In light of the evidence in this case, the trial court concluded that if in fact misrepresentations existed in the stock exchange agreement and WGC relied upon any such representations that no security agreement existed, such reliance was simply "blind" reliance because WGC knew, or at the very least should have known, the representations were untrue. The trial court ruled, therefore, that WGC could not claim fraud because its reliance was not justified. We find the trial court's reasoning to be correct.
Even were this reasoning erroneous, the trial court's conclusion would not be undermined, since we also find that the representations in the stock exchange agreement executed by Jay were not fraudulent in this regard. That agreement contains a representation in 2.9 that "[e]xcept as disclosed in Exhibit C . . . , neither the T-Shirtery nor All-Star is a party to . . . or bound by, any written or oral . . . contracts or commitments involving any loan, guarantee, letters of credit or financing arrangement [that would be placed in default by or would interfere with or invalidate the proposed transaction]." Exhibit C accurately lists both the Shawmut loan and Joe's letter of credit as exceptions. In addition, 2.11 of that agreement provides that "[e]xcept as disclosed on Exhibit E, . . . each of the T-Shirtery and All-Star has good and marketable title to all of its owned properties and assets . . . subject to no mortgage, pledge, lien . . . encumbrance or charge. . . ." Exhibit E, in turn, refers back to Exhibit C, stating that except for those loans referenced in Exhibit C, the T-Shirtery owns all other properties reflected on financial statements free of liens or encumbrances.
The trial court did not err in granting summary judgment to Jay and the estate on WGC's claims of fraud consisting of express misrepresentations in the stock exchange agreement.
(b) WGC argues that Jay had a present intent not to perform his obligations as required under the documents comprising the transaction, even before executing those documents. We do not agree.
This Court held in Cohen I that a jury issue exists on the breach of contract claim because Jay's testimony and that of Goldberg was in conflict regarding the specifics of the execution of the deferred compensation agreement, including the time and manner in which the handwritten interlineations were made. 202 Ga. App. at 174-175. We did not hold, however, or even suggest, that Jay intended not to perform under these documents before executing them. We now conclude that the evidence (including the voluminous record in Cohen I) does not show such an intent on Jay's part or a "conspiracy" or plan between Joe and Jay not to perform. No evidence exists to support the allegation that Jay deceived his own attorney. Those portions of the evidence pointed to by WGC as supporting this contention, including statements made by Brent, are either misconstrued, mischaracterized, or misrepresented.
Jay's deposition testimony, as outlined in Cohen I, was that his main concern was payment for his stock in the T-Shirtery; he stood ready to complete the transaction if an agreement could be reached regarding this payment. He desired payment in the form of a note secured by stock in WGC. Goldberg, on the other hand, proposed payment in the form of deferred compensation based upon future profits of the combined entities. The proposed transaction fell apart precisely on this issue: Goldberg insisted on his absolute right to fire Jay, with a concomitant forfeiture by Jay of all unpaid deferred compensation (which was also payment for Jay's stock in the T-Shirtery) if such an event occurred. Although Jay agreed to accept deferred compensation, he refused to agree to grant to Goldberg the right to fire him at will and deprive him of payment for his stock by withholding deferred compensation. See Cohen I, 202 Ga. App. at 173-175 (1) (a), (b).

+---+

● Exercise prompt
Write the next part of the court opinion on WGC's fraud claims against Jay, starting after its final sentence.

+---+

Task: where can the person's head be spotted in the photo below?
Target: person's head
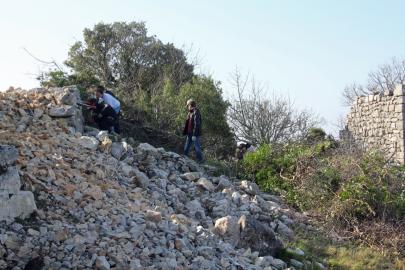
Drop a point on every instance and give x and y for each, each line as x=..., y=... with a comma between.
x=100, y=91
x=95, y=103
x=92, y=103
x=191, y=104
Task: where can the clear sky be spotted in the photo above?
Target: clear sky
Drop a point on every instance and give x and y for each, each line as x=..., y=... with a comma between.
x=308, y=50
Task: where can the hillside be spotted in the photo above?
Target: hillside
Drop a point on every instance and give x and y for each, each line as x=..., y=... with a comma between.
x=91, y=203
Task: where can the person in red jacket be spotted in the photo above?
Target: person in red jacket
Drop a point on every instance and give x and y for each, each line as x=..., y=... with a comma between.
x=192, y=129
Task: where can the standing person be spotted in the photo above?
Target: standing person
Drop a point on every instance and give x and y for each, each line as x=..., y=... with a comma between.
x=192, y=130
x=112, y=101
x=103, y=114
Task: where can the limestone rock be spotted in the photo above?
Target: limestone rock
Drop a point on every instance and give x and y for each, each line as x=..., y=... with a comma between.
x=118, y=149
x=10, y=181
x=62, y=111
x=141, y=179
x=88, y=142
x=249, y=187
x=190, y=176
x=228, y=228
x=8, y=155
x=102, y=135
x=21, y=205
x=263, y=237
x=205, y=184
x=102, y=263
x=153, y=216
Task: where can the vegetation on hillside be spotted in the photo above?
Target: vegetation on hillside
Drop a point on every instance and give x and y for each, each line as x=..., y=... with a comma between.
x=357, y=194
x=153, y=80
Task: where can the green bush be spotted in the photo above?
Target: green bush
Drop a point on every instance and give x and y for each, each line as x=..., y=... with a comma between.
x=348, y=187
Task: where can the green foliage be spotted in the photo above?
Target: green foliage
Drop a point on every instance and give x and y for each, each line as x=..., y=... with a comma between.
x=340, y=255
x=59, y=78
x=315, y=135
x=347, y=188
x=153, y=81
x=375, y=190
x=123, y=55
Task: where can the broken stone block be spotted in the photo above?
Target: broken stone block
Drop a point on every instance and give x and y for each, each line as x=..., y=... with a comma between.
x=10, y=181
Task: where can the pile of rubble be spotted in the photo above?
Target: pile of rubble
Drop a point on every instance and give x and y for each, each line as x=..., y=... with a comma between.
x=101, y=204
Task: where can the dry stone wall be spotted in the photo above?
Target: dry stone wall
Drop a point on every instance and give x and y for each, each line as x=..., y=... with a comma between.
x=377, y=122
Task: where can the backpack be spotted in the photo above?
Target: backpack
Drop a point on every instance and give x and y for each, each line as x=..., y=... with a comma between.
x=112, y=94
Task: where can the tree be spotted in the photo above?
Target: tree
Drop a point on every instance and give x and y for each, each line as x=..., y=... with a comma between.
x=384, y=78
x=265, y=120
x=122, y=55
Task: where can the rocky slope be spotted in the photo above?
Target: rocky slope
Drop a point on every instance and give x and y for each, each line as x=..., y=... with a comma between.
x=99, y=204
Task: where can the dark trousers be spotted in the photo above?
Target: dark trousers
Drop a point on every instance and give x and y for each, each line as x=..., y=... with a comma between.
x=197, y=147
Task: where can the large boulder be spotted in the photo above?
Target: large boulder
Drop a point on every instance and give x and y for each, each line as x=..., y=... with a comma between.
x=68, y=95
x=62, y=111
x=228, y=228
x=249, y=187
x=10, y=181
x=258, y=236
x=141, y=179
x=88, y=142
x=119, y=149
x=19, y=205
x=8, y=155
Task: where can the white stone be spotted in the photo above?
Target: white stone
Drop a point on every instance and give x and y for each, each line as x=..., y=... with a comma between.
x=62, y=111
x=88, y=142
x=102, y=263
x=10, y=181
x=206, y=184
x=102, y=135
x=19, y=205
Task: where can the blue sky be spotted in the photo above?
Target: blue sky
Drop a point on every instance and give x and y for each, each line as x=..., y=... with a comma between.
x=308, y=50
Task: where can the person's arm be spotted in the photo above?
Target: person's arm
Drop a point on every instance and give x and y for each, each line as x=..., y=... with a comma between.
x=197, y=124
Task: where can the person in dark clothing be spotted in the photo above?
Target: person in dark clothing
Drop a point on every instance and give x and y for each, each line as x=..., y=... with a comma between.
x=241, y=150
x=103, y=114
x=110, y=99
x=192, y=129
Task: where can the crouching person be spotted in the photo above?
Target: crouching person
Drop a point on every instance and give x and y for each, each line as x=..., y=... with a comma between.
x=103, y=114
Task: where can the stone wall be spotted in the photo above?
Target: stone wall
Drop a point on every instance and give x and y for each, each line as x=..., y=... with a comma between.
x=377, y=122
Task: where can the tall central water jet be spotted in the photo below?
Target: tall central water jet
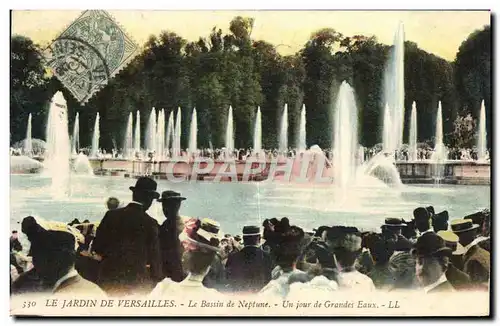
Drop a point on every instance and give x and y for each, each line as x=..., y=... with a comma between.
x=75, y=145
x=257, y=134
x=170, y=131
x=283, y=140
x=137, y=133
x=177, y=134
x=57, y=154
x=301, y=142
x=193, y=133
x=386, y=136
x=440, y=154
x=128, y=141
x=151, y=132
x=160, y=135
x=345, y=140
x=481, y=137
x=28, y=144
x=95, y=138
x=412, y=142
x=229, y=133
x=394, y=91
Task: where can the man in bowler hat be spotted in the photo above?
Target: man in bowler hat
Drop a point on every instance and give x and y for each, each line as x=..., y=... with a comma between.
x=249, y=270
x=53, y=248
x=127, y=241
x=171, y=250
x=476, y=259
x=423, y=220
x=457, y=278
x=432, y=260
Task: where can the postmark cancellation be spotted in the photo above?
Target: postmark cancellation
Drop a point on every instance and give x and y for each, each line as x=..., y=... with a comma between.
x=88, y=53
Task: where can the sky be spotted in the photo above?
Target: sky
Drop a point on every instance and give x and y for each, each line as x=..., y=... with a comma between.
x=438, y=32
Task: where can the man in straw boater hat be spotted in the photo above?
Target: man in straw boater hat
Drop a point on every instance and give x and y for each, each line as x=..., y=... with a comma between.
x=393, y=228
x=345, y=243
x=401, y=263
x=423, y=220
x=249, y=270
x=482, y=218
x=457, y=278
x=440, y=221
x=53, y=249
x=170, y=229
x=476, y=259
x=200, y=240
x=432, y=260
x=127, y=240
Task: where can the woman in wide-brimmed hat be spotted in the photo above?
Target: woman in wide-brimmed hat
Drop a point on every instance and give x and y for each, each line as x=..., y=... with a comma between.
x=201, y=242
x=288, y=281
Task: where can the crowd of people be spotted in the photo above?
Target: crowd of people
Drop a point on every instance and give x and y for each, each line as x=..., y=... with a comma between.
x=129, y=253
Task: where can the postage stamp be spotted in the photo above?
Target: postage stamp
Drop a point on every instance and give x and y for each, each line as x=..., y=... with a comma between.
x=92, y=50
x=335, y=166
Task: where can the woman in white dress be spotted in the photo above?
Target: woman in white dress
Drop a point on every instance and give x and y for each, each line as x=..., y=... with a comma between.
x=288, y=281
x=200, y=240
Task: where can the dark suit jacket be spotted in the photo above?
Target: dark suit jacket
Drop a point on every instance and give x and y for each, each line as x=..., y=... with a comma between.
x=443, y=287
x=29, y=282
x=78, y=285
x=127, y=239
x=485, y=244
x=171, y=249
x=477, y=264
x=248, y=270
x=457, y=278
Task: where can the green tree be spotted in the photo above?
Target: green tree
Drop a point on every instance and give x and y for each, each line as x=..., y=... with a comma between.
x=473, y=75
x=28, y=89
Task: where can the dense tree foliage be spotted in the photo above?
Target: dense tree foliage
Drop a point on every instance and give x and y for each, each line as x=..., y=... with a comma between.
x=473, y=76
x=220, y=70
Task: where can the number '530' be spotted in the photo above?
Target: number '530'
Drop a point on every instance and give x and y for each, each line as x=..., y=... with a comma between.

+---+

● Written response
In addition to being aware of Joe's security interest, WGC knew from the beginning that Joe opposed the "deal." Joe's Opposition to the transaction is not evidence that Jay intended not to perform. In fact, Jay persisted in going forward with this transaction despite his family's attempts to dissuade him.
Relying upon McFarland v. Kim, 156 Ga. App. 781 (275 SE2d 364) (1980)
, WGC insists that Jay's present intent not to perform is shown by his failure to deliver documents he promised to deliver under the escrow and modification agreement. This failure cannot be used, however, to establish present intent not to perform at the time of making the agreement. The evidence as to this issue has not changed, and the law of this case, as established in Cohen I, is that "a question of fact exists whether the parties abandoned their performance of the escrow agreement in direct response to Cohen's alleged breach of the sale contract, see OCGA 13-4-23
, or whether the failure to satisfy the escrow agreement was so unrelated to the dispute over the [deferred compensation agreement] as to constitute an independent basis for holding that the sale contract terminated, per the escrow agreement provision, because the escrow was never completed." Id. at 177 (1) (f).
Moreover, this contention by WGC directly contradicts a position it previously took on the same evidence. In its response to Jay's first motion for summary judgment, WGC admitted by implication that Jay did not harbor a present intent not to perform; WGC alleged, rather, that Jay had "second thoughts" after executing the documents. Since a pleader is bound by the allegations in his own pleadings, State Hwy. Dept. v. Lumpkin, 222 Ga. 727 (152 SE2d 557) (1966)
, WGC may not now claim the contrary is true. The trial court correctly granted summary judgment to Jay and the estate on WGC's fraud claim based upon Jay's present intent not to perform.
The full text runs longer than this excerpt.